Aim of the task ▸
Rewrite the material below with each "barrier" changed to "fence" and nothing else altered. Leave out the pictures.

Provided data ▸
[start]

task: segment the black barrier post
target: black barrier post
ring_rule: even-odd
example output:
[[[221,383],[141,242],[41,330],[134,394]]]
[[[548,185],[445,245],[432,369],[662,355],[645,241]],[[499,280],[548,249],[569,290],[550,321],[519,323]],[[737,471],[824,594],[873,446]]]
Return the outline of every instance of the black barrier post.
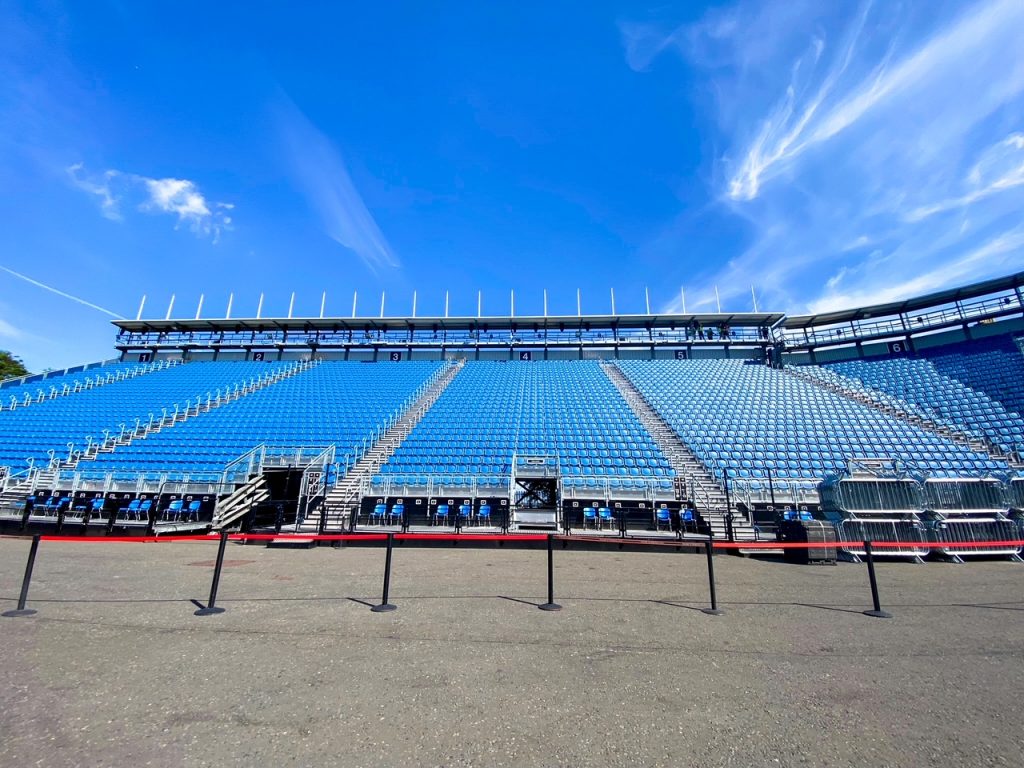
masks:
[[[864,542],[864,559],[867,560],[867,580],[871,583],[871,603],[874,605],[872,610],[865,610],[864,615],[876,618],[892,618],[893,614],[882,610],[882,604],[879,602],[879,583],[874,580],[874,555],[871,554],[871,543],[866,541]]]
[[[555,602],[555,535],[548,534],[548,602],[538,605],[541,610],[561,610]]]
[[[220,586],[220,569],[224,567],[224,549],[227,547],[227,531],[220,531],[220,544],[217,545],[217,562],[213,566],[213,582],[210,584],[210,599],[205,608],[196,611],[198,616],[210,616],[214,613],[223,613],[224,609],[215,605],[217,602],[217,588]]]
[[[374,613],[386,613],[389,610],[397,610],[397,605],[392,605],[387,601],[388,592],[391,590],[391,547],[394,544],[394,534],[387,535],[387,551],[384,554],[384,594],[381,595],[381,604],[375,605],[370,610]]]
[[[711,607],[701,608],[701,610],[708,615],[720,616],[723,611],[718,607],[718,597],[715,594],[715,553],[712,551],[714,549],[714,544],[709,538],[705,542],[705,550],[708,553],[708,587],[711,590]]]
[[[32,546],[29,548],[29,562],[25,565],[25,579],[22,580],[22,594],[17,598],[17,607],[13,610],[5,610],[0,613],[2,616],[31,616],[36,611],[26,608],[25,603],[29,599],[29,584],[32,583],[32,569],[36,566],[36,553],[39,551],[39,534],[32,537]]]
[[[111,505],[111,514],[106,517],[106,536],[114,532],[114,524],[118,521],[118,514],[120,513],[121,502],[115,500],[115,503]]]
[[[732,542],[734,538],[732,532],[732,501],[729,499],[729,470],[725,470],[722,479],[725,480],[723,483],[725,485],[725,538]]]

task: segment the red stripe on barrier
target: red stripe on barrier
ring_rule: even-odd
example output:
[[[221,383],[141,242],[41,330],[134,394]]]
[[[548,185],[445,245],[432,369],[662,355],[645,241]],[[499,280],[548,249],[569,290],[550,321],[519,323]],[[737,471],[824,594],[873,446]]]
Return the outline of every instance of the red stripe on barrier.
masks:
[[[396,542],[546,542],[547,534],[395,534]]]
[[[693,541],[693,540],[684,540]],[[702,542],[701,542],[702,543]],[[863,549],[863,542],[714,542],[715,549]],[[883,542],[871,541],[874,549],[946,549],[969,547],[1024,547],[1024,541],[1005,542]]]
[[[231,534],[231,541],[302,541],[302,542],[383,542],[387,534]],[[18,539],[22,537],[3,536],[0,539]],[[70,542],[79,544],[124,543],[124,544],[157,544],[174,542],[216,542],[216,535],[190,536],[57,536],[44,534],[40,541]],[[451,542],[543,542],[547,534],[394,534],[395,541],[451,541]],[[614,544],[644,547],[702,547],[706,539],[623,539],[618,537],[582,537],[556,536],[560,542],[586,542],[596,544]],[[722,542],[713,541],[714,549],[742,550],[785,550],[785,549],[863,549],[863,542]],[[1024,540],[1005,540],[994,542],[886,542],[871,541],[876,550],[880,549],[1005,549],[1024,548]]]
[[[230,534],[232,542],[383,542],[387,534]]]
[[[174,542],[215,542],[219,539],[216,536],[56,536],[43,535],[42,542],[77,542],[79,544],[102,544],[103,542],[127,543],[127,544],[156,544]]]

[end]

Task output ▸
task: segment the black fence post
target: black fence post
ring_rule: even-odd
example output:
[[[221,383],[141,242],[41,330],[134,394]]]
[[[548,185],[445,245],[432,369],[662,355],[645,241]],[[499,280],[548,249],[569,290],[550,321],[519,323]],[[737,471],[824,594],[873,446]]]
Return the outline of every instance of the black fence post.
masks:
[[[864,542],[864,559],[867,560],[867,580],[871,583],[871,603],[874,605],[872,610],[865,610],[864,615],[876,618],[892,618],[893,614],[882,610],[882,604],[879,602],[879,583],[874,580],[874,555],[871,554],[871,543],[866,541]]]
[[[555,602],[555,535],[548,534],[548,602],[538,605],[541,610],[561,610]]]
[[[220,586],[220,569],[224,567],[224,549],[227,547],[227,531],[220,531],[220,544],[217,545],[217,562],[213,566],[213,582],[210,584],[210,599],[205,608],[196,611],[198,616],[210,616],[214,613],[223,613],[224,609],[215,605],[217,602],[217,588]]]
[[[374,613],[386,613],[389,610],[397,610],[397,605],[392,605],[387,601],[388,592],[391,590],[391,547],[394,544],[394,534],[387,535],[387,551],[384,554],[384,594],[381,595],[381,604],[375,605],[370,610]]]
[[[711,607],[701,608],[701,610],[708,615],[720,616],[723,611],[718,607],[718,597],[715,594],[715,553],[712,551],[714,549],[714,544],[709,538],[705,542],[705,550],[708,553],[708,587],[711,590]]]
[[[32,546],[29,548],[29,562],[25,565],[25,579],[22,580],[22,594],[17,598],[17,607],[13,610],[5,610],[0,613],[2,616],[31,616],[36,611],[26,608],[25,603],[29,599],[29,584],[32,583],[32,569],[36,566],[36,553],[39,551],[39,534],[32,537]]]
[[[111,505],[111,514],[106,517],[106,536],[114,532],[114,524],[118,521],[118,514],[120,513],[121,502],[115,500],[115,503]]]
[[[732,542],[734,538],[732,532],[732,501],[729,499],[729,470],[725,470],[722,479],[725,480],[723,483],[725,485],[725,538]]]

task: segment the red stripe on fence
target: red stripe on fence
ring_rule: even-odd
example output:
[[[221,383],[141,242],[41,330],[134,394]]]
[[[548,185],[445,245],[432,369],[662,355],[645,241]],[[499,280],[548,249],[569,290],[550,321],[519,323]],[[737,471],[824,594],[873,446]]]
Return the outline of every instance of the red stripe on fence.
masks:
[[[396,542],[546,542],[547,534],[395,534]]]
[[[693,541],[693,540],[684,540]],[[702,542],[701,542],[702,543]],[[863,549],[863,542],[714,542],[715,549]],[[883,542],[871,541],[874,549],[946,549],[969,547],[1024,547],[1024,541],[1005,542]]]
[[[231,534],[231,541],[302,541],[302,542],[383,542],[387,534]],[[18,539],[22,537],[3,536],[0,539]],[[70,542],[79,544],[124,543],[124,544],[157,544],[174,542],[216,542],[216,535],[190,536],[57,536],[44,534],[40,541]],[[451,542],[543,542],[547,534],[394,534],[395,541],[451,541]],[[614,544],[644,547],[702,547],[706,539],[623,539],[618,537],[582,537],[556,536],[560,542],[586,542],[596,544]],[[722,542],[713,541],[714,549],[742,550],[785,550],[785,549],[863,549],[863,542]],[[1024,540],[1005,540],[994,542],[886,542],[871,541],[876,550],[880,549],[1005,549],[1024,548]]]
[[[230,534],[232,542],[383,542],[387,534]]]
[[[174,542],[215,542],[219,539],[216,536],[56,536],[43,535],[42,542],[77,542],[79,544],[102,544],[103,542],[127,543],[127,544],[156,544]]]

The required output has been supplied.